Stated exercise: Write every line of the material out exactly as shown.

Records for the exercise:
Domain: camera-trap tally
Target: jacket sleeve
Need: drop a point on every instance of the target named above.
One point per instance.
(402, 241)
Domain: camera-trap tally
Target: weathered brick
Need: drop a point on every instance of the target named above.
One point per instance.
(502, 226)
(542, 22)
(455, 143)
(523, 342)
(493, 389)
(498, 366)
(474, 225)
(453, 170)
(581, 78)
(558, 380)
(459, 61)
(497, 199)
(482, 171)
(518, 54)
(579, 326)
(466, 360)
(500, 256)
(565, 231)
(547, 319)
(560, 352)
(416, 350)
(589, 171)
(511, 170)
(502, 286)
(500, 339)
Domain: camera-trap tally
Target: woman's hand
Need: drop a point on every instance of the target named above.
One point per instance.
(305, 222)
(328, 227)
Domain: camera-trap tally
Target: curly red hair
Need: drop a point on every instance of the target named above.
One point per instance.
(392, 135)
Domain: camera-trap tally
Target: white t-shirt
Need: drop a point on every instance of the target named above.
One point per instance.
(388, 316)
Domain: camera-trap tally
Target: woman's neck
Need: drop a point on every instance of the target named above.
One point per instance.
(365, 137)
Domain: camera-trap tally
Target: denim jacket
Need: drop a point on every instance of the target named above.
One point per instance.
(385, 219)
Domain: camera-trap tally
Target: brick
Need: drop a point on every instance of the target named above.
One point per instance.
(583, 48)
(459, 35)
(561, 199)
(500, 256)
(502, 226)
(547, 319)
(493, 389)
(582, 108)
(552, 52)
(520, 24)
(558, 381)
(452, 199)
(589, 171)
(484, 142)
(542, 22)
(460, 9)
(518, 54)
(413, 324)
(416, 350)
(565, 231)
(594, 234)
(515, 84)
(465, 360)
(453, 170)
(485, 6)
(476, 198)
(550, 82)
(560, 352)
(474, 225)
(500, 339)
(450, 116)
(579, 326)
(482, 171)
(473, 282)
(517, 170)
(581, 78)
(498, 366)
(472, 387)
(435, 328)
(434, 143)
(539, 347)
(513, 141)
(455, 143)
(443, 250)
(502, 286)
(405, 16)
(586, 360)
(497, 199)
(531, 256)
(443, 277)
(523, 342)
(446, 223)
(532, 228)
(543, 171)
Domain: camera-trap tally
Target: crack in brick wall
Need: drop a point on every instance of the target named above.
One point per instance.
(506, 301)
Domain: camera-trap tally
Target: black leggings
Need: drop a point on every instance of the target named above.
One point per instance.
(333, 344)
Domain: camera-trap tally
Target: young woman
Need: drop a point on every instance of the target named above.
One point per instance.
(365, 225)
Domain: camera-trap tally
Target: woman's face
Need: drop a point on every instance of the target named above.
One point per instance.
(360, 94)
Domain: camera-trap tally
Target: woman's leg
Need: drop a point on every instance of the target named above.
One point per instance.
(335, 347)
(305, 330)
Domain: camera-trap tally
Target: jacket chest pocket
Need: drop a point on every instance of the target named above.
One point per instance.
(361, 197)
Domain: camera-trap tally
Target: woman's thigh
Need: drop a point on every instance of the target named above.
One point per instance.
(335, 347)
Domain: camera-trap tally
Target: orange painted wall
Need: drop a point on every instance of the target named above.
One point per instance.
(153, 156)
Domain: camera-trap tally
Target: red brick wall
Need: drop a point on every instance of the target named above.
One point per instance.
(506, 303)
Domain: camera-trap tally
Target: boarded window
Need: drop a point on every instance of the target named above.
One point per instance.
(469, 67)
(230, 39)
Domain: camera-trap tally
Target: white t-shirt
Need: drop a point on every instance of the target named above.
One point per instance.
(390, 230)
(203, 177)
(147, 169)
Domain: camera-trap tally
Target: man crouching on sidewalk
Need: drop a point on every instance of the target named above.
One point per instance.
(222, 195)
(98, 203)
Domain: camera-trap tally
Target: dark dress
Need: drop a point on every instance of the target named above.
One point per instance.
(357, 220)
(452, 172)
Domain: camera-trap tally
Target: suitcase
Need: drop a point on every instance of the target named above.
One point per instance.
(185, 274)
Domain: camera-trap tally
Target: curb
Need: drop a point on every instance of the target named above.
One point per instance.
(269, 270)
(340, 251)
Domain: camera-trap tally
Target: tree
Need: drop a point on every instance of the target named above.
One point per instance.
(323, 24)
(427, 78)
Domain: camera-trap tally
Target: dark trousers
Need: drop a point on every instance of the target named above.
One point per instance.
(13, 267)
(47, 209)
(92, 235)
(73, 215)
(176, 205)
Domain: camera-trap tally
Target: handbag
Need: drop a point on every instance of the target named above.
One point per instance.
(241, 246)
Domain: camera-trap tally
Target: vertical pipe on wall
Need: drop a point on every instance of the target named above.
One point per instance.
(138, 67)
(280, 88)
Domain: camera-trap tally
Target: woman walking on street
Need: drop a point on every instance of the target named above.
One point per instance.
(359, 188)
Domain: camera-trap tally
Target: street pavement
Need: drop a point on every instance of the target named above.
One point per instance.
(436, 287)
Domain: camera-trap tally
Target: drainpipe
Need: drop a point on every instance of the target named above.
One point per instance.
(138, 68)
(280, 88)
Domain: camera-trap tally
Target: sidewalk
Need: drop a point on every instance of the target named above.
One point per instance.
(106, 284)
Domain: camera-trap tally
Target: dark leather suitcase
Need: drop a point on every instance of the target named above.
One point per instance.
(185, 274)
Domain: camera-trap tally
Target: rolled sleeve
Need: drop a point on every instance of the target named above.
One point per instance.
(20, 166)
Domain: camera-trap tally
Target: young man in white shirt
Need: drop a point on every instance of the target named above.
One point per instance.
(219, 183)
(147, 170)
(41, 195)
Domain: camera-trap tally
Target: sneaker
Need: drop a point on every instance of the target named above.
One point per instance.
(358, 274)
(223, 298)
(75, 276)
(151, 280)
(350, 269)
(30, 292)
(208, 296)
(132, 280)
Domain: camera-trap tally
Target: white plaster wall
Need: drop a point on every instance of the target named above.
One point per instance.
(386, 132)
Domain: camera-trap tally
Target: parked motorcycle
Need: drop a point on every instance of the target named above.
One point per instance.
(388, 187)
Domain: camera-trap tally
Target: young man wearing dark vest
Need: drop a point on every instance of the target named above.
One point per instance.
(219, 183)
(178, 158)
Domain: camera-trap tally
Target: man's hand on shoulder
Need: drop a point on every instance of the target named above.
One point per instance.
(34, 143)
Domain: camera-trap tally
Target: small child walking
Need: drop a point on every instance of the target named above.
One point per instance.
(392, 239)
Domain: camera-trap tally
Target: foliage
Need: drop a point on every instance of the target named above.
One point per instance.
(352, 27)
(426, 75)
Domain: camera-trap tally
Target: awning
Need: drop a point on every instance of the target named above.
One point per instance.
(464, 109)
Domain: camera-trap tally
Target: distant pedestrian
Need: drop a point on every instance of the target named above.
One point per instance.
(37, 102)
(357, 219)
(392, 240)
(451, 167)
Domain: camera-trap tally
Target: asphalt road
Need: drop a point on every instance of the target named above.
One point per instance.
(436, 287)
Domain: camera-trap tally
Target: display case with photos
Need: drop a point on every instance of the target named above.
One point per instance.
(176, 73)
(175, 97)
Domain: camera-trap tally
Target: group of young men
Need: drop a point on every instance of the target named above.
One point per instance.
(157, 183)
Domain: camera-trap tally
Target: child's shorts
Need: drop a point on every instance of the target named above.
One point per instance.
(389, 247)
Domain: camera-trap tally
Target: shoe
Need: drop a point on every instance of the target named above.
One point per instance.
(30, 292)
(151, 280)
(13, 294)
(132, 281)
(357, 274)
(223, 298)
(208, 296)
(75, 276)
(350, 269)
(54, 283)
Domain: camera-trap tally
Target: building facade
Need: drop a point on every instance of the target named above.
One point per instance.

Answer in full:
Domain: camera-trap tally
Target: jacket sleeve
Need: drop a point on every instance of the target named above.
One point per instance.
(402, 241)
Domain: camera-trap tally
Target: weathered brick
Need: drop a point on every instance of the target named above.
One point per instance.
(502, 226)
(542, 22)
(455, 143)
(523, 342)
(493, 389)
(498, 366)
(474, 225)
(453, 170)
(581, 78)
(558, 380)
(459, 61)
(497, 199)
(482, 171)
(518, 54)
(579, 326)
(466, 360)
(500, 256)
(565, 231)
(547, 319)
(560, 352)
(416, 350)
(589, 171)
(511, 170)
(502, 286)
(500, 339)
Domain: camera-trap tally
Target: woman's hand
Need: drop a point on every instance of the target named above.
One point per instance.
(305, 222)
(328, 227)
Domain: camera-trap tally
Target: curly red hair
Need: drop a point on every instance of the target named above.
One point per instance.
(392, 135)
Domain: camera-trap tally
Target: white t-shirt
Need: drop a point on every instance of the target named above.
One point per instance.
(388, 316)
Domain: camera-trap tally
Target: woman's neck
Need: drop a point on every instance of the target named above.
One point per instance.
(365, 137)
Domain: camera-trap tally
Target: denim jacket
Need: drop a point on every instance of the target named above.
One point per instance.
(385, 219)
Domain: camera-trap tally
Target: brick
Need: drop a point on every instance of the target named above.
One point per instance.
(583, 48)
(459, 35)
(561, 199)
(500, 256)
(502, 226)
(547, 319)
(493, 389)
(582, 108)
(552, 52)
(520, 24)
(558, 381)
(452, 199)
(589, 171)
(484, 142)
(542, 22)
(460, 9)
(518, 54)
(413, 324)
(416, 350)
(565, 231)
(594, 234)
(515, 84)
(465, 360)
(453, 170)
(485, 6)
(476, 198)
(550, 82)
(560, 352)
(474, 225)
(500, 339)
(450, 116)
(579, 326)
(482, 171)
(473, 282)
(517, 170)
(581, 78)
(498, 366)
(472, 387)
(435, 328)
(434, 143)
(539, 347)
(513, 141)
(455, 143)
(443, 250)
(502, 286)
(405, 16)
(586, 360)
(497, 199)
(531, 256)
(443, 277)
(523, 342)
(446, 223)
(532, 228)
(543, 171)
Domain: camera-trap tally
Target: crack in brick wall
Need: drop a point on every instance of the target named above.
One point per instance.
(506, 301)
Domain: camera-trap tally
Target: black leggings
Need: drop a point on every instance of the target named above.
One point per instance.
(333, 344)
Domain: camera-trap tally
Target: young woman
Need: drop a point on every instance of the target named above.
One point per instance.
(365, 225)
Domain: camera-trap tally
Target: woman's face
Need: drop a point on every instance of the target named above.
One point per instance.
(360, 94)
Domain: camera-trap tally
Target: woman's leg
Need: drop a point on every instance of the target named above.
One point per instance.
(335, 347)
(305, 330)
Domain: camera-trap tally
Target: jacket chest pocket
Need: drop a point on every instance of the target named above.
One point per instance.
(361, 197)
Domain: camera-trap tally
Target: woman's thigh
Need: drop a point on every instance of the target named above.
One point per instance.
(335, 347)
Domain: camera-trap tally
Target: orange painted wall
Need: drop a point on every instance of the target named above.
One point per instance.
(153, 156)
Domain: camera-trap tally
Target: red brick wall
Need: drop a point on every instance of the target named above.
One point per instance.
(506, 303)
Domain: camera-trap tally
Target: boarded window
Need: drop a point on every instance of the target named above.
One point per instance.
(469, 67)
(230, 39)
Domain: camera-trap tally
Target: white t-shirt
Need: drop a point on every instance of the target named above.
One point per instance.
(390, 230)
(203, 177)
(147, 169)
Domain: camera-trap tally
Target: man crouching on sidewalk
Need: drop a point on every instance of the target named above.
One point per instance.
(222, 195)
(98, 203)
Domain: camera-trap tally
Target: dark dress
Need: drop a point on every instance of the target named above.
One point per instance.
(357, 220)
(452, 172)
Domain: camera-trap tally
Target: suitcase
Need: drop a point on every instance of the target named above.
One point per instance.
(185, 274)
Domain: camera-trap tally
Target: curb
Need: drop a point on every instance of the target named above.
One point per instance.
(269, 270)
(340, 251)
Domain: camera-trap tally
Target: tree
Need: drop a point on every instance of the target named above.
One point per instance.
(323, 24)
(427, 78)
Domain: camera-trap tally
Target: dark trousers
Need: drop a point on every instance of the target named above.
One point per instance.
(13, 267)
(47, 209)
(92, 235)
(73, 215)
(176, 205)
Domain: camera-trap tally
Target: handbag
Need: drop a point on every instance of the target named above.
One point per instance.
(241, 246)
Domain: camera-trap tally
Target: vertical pipe on wall
Need: drop a point on every instance of the target named above.
One point per instance.
(138, 67)
(280, 88)
Domain: camera-trap tally
Target: woman walking on street
Need: drop a point on every instance of the target named above.
One point per instance.
(359, 188)
Domain: camera-trap tally
Target: street pavement
Need: drop a point on every instance of the target named above.
One point per instance.
(436, 287)
Domain: camera-trap tally
Target: drainpipe
Need: drop a point on every instance of the target named above.
One point per instance.
(138, 68)
(280, 88)
Domain: camera-trap tally
Target: sidewalk
Need: drop a point on every instance of the target named above.
One point per instance.
(106, 284)
Domain: camera-trap tally
Target: dark leather suitcase
Need: drop a point on every instance of the target named above.
One point per instance.
(185, 274)
Domain: camera-trap tally
Target: rolled sleeve
Need: drop a point on every instance of the target named above.
One point per instance.
(20, 166)
Domain: camera-trap tally
Target: young man in white shirt
Need: drop a point on every instance of the target named above.
One point per instance.
(219, 183)
(147, 170)
(41, 195)
Domain: camera-trap tally
Target: sneaker
Need: drop a point on every instance of the target named above.
One point per instance.
(358, 274)
(223, 298)
(75, 276)
(151, 280)
(350, 269)
(30, 292)
(208, 296)
(132, 280)
Domain: camera-trap tally
Target: white plaster wall
Need: drop a point on every instance of the target named above.
One point per instance.
(386, 132)
Domain: camera-trap tally
Target: parked motorcycle
Need: drop a point on every instance of the target named above.
One point per instance.
(388, 187)
Domain: camera-trap tally
Target: young man wearing dark vest
Need: drop a point on every instance of the target named above.
One point per instance.
(219, 183)
(178, 158)
Domain: camera-trap tally
Target: man's hand on shoulder
Need: drop a point on every instance of the target named above.
One point per instance.
(34, 143)
Domain: camera-trap tally
Target: small child walking
Need: drop a point on every instance of the target named above.
One point per instance.
(392, 239)
Domain: camera-trap tally
Target: foliage
Need: drop a point on every instance of the target named above.
One point per instance.
(352, 27)
(426, 75)
Domain: camera-trap tally
Target: awning
Need: drop a point on every instance of the target named above.
One point per instance.
(464, 109)
Domain: camera-trap tally
Target: distant pedestrian
Need: drop a point on every instance of the target named above.
One point per instance.
(37, 102)
(357, 219)
(392, 240)
(451, 167)
Domain: camera-trap tally
Target: asphalt road
Need: drop a point on every instance of the target named above.
One point per instance.
(436, 287)
Domain: camera-trap tally
Target: display case with photos
Need: drop a point on every instance of the target named above.
One point per instance.
(176, 73)
(175, 97)
Domain: camera-trap tally
Target: group of young men
Need: drop a point on every instance of the target named above.
One point per instance.
(157, 183)
Domain: camera-trap tally
Target: child's shorts
Need: drop a point on every instance of the target named above.
One point per instance.
(389, 247)
Domain: camera-trap tally
Target: shoe
Need: drop a point on every instance of the target named above.
One point per instance.
(30, 292)
(151, 280)
(13, 294)
(132, 281)
(357, 274)
(223, 298)
(208, 296)
(75, 276)
(350, 269)
(54, 283)
Domain: camera-trap tally
Target: building facade
Need: drop a point on every instance of the target named above.
One point per instance.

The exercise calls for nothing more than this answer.